Your goal — From the entries below, copy every line that has the word "grass".

Point localization data
───

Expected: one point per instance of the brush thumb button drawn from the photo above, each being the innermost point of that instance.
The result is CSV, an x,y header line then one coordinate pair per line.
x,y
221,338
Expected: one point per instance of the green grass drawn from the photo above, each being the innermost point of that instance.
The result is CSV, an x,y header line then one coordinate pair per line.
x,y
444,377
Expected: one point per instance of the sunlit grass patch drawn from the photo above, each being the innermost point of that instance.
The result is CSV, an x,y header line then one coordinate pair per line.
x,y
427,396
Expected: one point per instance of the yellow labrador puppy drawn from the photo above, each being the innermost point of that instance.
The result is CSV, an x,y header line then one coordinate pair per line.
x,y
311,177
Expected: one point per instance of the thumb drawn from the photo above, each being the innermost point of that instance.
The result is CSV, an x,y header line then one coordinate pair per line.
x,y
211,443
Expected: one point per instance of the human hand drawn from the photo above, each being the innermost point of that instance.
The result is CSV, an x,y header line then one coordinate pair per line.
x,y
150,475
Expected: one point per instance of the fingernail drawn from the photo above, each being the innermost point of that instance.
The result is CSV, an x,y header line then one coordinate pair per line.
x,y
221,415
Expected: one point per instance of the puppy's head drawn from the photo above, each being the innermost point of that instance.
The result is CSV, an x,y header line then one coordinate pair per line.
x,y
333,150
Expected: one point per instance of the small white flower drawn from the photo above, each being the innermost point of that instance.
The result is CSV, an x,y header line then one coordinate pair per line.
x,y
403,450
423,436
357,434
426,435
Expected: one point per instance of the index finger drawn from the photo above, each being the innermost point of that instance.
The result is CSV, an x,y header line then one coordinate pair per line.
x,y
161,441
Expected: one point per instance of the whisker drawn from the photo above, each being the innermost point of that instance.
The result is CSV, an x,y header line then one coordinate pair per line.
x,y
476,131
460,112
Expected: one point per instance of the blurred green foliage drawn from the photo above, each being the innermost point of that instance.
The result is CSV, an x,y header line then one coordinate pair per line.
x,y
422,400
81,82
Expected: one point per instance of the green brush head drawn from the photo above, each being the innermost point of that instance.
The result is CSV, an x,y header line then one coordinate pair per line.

───

Result for this exercise —
Expected: one point per instance of the green grass drawn from the photo above, each being the innermost point of that instance.
Expected: one point per instance of the sunlit grass patch drawn from the photo above, each being the innermost point of that instance.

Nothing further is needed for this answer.